Consigne -> Dans le texte ci-dessous sur Hypérion Victimaire, comment s'appelle le voisin de l'ancien militaire ?

Texte affiché ->
-*-*-
Retour à l'accueil du site






Patrick CHAMOISEAU


Hypérion Victimaire
Martiniquais épouvantable



Tous ceux qui ont croisé Hypérion Victimaire ce vendredi 13 se souviendront longtemps de lui, sauf les innombrables qui, à cause de lui, n'ont pas pu voir le samedi 14.
Assurément, Hypérion Victimaire est un Martiniquais épouvantable qui fait penser par sa détermination et sa vitesse d'exécution au justicier-samouraï de cet étonnant film de Takeshi Kitano, Zatoichi. Le sang gicle avant même que la victime ait perçu le début du mouvement.

Dès la première page du livre, le commandant de police Éloi Éphraïm Évariste Pilon est en mauvaise posture, le pistolet du tueur braqué sur lui. Et pendant tout le roman (ou presque), il en sera ainsi.
Tenant le policier en joue, Hypérion Victimaire raconte, se raconte, explique, philosophe et confie au commandant ce qui motive sa grande colère et son impitoyable besoin de justice et de châtiment.

Hypérion Victimaire est un ancien militaire (Irak, Afghanistan...) élevé dans la droiture par une mère exemplaire. "Elle était comme cela. Droite. Réglo. Au fil à plomb. Le respect, l'honneur et le tranchant de l'autorité. C'est ce genre de personne que le créole appelle une "Grande personne", on crache sur le créole mais le créole sait dire les choses ! Et que donc, quand je vois la qualité-modèle qu'était ma mère, je comprends ce que "Grande personne" veut dire, et je comprends aussi que les enfants de son temps n'étaient pas des chiens-fer sans bretelles, mais des personnes aussi, des petites personnes comme on dit en créole."
Pour le père, on apprendra plus tard, qu'il en a été différemment…

L'ancien militaire a pour voisin Hortensius Capilotas qui "faisait commerce avec des démons invisibles pour s'efforcer de soulager ces désespérés qui s'en venaient auprès de lui crier vengeance, justice, miséricorde, et quémander une solution à leur déveine..."
-*-*-
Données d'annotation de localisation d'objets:
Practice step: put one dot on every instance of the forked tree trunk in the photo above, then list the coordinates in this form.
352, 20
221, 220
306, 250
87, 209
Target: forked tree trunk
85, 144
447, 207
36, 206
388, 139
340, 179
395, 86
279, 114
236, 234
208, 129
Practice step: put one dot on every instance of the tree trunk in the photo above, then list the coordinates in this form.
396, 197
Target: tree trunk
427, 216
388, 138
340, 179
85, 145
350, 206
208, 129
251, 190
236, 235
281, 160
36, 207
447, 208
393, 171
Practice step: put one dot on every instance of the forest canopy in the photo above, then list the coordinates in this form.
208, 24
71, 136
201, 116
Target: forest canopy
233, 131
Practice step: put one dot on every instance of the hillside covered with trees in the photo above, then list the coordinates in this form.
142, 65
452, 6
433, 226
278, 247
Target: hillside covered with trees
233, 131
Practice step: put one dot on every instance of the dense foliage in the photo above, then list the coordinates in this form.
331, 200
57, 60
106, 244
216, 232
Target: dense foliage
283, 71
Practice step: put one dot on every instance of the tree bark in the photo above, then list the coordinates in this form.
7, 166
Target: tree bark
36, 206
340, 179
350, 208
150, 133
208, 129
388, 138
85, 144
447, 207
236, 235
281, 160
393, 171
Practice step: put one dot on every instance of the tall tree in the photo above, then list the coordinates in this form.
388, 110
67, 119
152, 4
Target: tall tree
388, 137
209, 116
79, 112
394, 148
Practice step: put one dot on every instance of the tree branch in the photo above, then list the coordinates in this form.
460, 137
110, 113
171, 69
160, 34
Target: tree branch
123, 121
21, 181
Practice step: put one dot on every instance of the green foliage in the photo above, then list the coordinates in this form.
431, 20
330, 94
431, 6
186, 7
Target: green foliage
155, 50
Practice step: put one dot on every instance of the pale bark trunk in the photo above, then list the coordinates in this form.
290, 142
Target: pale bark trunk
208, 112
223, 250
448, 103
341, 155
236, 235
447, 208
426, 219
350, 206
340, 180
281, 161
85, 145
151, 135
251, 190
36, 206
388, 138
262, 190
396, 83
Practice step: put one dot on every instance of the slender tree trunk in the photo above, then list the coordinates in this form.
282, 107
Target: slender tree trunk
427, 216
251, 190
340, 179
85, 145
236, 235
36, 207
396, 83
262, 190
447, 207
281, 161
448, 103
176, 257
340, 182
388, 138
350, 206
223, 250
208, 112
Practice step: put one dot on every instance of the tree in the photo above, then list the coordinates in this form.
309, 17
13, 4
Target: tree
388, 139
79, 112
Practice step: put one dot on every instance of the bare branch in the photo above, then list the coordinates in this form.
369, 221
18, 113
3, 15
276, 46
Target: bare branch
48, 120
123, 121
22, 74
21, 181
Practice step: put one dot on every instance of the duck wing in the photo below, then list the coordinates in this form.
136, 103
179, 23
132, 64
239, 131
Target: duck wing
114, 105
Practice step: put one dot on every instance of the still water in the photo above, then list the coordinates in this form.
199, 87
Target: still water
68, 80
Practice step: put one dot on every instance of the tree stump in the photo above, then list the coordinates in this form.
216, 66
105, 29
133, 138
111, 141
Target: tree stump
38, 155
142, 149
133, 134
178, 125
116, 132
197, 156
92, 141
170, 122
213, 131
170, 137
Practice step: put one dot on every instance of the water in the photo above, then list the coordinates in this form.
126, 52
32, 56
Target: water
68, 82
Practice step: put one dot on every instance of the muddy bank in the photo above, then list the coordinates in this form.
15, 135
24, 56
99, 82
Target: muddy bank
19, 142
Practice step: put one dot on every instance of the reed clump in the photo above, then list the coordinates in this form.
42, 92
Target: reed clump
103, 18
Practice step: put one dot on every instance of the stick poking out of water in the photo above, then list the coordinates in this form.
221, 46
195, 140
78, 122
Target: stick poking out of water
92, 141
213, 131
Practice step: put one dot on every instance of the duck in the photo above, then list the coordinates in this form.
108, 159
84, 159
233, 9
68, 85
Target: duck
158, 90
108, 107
-*-*-
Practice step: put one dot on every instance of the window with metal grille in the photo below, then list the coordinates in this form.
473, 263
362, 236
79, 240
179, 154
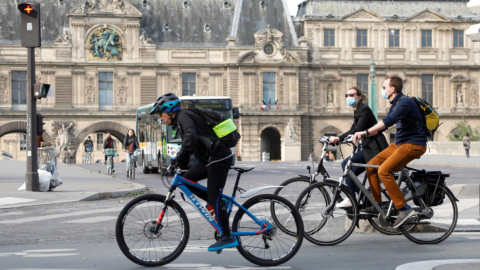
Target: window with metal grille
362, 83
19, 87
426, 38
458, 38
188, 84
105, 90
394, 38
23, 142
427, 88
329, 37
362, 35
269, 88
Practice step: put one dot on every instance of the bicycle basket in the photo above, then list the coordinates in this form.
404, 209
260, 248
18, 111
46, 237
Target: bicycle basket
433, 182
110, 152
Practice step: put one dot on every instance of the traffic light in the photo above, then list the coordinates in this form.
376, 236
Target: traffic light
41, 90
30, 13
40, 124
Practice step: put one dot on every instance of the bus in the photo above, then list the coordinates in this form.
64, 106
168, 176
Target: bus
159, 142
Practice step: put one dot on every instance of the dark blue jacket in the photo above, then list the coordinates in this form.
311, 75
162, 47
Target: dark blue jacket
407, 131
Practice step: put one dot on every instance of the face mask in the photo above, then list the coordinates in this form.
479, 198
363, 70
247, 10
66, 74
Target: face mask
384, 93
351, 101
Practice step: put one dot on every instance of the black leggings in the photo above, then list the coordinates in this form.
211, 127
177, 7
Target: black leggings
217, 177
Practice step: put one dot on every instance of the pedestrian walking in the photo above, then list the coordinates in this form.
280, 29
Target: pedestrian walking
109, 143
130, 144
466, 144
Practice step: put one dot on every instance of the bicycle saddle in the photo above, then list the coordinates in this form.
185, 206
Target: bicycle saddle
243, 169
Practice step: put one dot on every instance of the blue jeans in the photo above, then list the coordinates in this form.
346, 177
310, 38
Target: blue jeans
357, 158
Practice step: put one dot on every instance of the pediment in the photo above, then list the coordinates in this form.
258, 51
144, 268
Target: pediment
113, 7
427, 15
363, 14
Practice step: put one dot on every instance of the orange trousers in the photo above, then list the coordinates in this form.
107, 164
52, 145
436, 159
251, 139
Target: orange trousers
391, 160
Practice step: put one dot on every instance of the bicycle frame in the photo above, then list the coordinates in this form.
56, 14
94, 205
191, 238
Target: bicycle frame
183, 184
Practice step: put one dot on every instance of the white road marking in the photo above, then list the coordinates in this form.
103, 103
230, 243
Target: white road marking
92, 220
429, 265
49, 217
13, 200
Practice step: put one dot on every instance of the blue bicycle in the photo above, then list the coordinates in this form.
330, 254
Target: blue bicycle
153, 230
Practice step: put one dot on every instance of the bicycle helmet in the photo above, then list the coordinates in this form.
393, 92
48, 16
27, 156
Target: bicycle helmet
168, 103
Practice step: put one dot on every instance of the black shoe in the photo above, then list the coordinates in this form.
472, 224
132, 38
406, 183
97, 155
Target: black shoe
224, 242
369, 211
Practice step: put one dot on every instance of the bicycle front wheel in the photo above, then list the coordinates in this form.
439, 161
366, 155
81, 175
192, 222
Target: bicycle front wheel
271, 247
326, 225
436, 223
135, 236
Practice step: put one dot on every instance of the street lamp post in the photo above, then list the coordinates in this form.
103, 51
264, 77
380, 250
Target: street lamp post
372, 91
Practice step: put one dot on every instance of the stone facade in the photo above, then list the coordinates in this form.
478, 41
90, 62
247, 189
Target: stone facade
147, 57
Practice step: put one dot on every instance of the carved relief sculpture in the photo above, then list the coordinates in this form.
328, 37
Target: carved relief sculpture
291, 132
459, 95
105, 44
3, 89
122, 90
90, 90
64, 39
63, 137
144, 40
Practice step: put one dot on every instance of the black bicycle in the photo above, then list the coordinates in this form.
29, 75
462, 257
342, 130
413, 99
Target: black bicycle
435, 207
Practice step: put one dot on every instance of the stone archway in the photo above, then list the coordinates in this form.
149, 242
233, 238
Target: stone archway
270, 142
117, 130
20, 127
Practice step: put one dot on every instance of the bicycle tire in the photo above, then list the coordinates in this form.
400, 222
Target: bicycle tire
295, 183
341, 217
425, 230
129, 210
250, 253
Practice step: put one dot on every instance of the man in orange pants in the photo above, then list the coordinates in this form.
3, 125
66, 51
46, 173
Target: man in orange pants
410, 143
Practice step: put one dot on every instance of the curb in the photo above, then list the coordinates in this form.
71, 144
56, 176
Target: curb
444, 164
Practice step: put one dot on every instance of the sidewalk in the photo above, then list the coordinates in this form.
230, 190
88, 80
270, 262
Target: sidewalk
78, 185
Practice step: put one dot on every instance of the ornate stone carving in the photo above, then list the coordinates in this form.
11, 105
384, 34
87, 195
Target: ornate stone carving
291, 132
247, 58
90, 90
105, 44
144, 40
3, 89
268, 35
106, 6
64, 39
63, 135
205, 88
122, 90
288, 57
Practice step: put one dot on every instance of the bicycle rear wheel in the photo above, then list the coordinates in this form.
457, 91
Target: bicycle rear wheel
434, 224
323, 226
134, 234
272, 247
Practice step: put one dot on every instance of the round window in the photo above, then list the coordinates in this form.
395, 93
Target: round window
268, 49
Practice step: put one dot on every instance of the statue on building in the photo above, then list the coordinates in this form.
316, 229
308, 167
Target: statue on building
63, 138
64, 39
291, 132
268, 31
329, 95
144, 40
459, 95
-*-*-
Réponse ci-dessous -> Hortensius Capilotas.